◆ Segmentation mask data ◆
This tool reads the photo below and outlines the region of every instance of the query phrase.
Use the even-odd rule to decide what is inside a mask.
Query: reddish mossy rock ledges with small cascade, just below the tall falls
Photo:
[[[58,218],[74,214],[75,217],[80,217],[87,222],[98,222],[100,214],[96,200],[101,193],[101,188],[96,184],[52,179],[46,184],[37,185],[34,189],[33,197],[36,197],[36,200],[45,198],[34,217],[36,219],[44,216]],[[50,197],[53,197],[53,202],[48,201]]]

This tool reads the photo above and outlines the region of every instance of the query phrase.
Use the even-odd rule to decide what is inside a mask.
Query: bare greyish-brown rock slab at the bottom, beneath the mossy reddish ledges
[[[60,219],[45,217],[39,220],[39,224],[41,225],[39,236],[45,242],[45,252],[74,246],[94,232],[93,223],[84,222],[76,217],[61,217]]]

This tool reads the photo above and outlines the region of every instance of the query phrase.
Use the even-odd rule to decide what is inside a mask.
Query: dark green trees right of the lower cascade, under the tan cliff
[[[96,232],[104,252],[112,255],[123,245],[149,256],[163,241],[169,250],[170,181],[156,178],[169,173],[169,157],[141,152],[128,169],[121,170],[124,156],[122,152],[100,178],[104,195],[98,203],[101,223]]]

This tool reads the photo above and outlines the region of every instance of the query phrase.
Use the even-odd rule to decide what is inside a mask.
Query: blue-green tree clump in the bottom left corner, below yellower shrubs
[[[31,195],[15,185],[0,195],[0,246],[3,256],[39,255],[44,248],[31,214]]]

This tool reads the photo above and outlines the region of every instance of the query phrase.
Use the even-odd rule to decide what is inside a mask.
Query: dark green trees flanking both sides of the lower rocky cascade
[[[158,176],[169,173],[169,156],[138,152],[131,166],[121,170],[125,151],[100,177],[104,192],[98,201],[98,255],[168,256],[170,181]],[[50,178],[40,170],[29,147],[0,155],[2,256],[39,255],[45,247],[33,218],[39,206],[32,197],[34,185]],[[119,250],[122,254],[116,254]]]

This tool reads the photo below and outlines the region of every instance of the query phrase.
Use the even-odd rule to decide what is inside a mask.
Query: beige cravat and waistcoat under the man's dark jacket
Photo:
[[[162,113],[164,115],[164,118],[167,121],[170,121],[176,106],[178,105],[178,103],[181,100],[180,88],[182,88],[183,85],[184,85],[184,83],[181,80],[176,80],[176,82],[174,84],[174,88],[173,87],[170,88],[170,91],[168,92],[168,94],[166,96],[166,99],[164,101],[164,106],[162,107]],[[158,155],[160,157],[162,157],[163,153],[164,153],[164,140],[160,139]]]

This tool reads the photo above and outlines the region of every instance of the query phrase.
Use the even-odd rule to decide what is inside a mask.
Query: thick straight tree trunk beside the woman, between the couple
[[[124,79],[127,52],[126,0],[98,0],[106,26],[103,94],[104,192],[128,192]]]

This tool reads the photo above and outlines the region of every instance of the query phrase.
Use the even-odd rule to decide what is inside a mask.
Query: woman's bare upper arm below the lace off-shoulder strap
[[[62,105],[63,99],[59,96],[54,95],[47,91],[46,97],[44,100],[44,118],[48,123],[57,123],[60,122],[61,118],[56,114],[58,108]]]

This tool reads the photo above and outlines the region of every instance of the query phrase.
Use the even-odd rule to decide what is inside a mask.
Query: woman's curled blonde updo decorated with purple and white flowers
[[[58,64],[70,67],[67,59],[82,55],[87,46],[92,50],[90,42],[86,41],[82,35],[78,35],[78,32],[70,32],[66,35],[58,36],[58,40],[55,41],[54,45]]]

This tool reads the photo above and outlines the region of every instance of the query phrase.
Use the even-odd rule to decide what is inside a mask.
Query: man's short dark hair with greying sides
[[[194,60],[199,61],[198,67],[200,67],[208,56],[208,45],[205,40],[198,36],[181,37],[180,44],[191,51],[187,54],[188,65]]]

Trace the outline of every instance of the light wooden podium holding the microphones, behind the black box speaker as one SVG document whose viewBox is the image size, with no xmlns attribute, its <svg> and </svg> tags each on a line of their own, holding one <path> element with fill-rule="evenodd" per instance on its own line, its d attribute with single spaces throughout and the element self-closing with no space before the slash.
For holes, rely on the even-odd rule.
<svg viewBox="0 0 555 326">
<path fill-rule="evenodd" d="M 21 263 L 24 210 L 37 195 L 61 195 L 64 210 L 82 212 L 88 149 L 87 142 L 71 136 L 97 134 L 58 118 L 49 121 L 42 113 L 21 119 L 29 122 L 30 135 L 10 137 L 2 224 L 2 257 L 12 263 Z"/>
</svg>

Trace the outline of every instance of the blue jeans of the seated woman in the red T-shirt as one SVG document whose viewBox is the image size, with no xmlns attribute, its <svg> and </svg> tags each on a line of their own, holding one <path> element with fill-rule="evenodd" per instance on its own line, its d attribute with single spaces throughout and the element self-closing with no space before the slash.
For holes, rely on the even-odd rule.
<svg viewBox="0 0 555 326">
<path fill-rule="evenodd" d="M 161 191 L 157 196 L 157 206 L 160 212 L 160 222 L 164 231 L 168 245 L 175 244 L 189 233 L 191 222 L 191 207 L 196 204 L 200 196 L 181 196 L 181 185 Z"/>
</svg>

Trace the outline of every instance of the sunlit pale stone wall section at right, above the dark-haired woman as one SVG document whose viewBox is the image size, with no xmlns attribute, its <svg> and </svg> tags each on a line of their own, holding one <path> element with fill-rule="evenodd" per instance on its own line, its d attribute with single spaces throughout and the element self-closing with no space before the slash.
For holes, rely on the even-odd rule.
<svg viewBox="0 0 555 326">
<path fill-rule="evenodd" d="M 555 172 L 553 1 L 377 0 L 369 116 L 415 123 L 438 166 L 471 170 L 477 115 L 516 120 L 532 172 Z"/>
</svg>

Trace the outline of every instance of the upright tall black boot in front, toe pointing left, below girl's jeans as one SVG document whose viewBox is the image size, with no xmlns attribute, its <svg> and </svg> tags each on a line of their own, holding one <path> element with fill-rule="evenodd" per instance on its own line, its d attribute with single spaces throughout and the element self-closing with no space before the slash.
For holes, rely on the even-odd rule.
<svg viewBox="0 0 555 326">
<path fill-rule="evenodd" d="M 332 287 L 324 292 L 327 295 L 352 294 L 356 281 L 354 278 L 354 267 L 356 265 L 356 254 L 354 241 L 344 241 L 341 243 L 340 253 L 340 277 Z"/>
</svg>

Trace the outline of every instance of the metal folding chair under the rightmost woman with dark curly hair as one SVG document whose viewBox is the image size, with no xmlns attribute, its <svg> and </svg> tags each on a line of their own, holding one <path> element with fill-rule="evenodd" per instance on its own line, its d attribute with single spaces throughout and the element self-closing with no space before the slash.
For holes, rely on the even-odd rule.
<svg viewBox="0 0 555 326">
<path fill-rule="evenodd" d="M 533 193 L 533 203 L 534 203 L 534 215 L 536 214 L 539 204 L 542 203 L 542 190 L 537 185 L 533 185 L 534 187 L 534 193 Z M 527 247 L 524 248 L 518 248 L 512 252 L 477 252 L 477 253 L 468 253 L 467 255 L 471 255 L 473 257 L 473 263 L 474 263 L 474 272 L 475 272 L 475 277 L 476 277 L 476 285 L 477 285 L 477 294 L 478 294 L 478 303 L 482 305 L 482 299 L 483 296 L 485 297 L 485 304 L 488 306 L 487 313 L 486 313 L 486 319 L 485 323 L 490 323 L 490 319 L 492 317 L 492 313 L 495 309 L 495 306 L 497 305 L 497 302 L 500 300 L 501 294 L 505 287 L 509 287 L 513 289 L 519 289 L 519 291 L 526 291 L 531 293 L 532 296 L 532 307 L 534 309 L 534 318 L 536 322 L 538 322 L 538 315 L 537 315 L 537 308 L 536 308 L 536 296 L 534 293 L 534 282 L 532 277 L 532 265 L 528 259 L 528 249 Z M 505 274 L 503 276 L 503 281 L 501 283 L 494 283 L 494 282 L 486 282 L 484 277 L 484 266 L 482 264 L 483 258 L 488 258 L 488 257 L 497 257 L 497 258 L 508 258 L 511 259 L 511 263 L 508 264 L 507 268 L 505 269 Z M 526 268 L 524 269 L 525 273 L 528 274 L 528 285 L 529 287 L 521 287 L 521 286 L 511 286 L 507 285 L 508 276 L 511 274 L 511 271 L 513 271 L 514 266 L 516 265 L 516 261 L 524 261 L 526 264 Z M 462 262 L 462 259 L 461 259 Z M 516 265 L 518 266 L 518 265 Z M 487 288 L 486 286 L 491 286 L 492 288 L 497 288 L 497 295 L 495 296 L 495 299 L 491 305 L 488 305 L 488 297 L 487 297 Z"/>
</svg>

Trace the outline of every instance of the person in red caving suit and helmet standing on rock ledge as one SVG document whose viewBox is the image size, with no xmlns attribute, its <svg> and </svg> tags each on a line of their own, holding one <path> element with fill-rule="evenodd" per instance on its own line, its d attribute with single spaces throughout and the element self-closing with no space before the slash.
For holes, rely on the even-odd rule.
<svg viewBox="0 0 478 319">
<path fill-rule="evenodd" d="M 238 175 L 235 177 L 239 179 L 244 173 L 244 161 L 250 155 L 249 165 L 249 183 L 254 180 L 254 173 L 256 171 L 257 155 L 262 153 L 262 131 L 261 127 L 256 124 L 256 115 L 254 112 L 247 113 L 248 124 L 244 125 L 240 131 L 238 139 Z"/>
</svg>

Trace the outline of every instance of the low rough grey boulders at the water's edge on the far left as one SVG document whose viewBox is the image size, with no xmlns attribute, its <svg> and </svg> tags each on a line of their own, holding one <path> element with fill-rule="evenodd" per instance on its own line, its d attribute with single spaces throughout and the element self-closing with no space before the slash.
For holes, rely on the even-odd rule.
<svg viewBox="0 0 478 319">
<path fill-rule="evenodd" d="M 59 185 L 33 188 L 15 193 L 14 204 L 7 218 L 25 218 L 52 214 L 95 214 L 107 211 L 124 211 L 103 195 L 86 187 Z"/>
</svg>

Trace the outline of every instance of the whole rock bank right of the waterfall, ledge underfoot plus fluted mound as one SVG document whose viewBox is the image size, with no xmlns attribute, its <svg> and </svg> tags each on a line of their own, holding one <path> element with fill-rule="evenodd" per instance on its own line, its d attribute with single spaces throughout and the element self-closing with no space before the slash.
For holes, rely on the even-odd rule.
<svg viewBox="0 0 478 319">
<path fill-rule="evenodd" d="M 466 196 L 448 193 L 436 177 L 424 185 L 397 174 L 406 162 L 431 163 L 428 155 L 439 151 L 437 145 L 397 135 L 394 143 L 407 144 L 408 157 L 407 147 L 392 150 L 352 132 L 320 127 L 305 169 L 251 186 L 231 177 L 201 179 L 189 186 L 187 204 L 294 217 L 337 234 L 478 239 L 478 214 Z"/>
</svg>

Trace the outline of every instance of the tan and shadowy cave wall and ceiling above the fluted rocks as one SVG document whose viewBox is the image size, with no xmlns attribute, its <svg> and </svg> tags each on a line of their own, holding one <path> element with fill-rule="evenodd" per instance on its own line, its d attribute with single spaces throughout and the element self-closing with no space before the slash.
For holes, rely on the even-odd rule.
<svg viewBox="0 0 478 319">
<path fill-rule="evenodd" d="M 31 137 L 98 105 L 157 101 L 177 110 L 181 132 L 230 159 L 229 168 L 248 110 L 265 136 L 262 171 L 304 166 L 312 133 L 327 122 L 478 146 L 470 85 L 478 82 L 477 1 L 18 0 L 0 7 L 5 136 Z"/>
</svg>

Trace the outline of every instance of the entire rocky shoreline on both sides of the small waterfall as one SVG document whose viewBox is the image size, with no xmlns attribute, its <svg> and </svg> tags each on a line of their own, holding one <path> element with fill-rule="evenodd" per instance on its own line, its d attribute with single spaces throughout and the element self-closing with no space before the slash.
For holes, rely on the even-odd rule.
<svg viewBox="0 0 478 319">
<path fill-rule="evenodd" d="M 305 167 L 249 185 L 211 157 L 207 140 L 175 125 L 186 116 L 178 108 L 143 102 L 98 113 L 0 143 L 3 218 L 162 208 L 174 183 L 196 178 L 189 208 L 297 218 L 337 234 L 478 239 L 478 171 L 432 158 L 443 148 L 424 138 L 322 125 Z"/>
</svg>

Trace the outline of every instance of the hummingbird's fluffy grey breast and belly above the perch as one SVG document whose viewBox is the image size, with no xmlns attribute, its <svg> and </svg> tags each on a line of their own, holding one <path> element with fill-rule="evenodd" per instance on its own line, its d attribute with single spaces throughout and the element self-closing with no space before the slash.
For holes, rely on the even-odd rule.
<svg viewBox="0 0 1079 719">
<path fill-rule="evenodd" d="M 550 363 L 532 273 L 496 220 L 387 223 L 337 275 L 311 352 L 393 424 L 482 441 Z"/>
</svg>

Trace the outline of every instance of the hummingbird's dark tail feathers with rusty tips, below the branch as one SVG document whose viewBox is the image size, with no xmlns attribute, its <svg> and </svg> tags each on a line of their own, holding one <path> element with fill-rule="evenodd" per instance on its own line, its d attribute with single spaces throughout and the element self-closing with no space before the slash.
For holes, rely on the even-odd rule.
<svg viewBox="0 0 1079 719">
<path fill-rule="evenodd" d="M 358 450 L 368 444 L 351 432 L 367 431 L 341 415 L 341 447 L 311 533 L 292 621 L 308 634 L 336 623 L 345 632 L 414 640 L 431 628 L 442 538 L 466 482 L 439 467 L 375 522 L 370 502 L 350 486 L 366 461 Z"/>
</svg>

◆ Exercise brief ◆
Please state how many lines in the entries include the string "hummingbird", giving no more than the number.

◆ Solution below ◆
2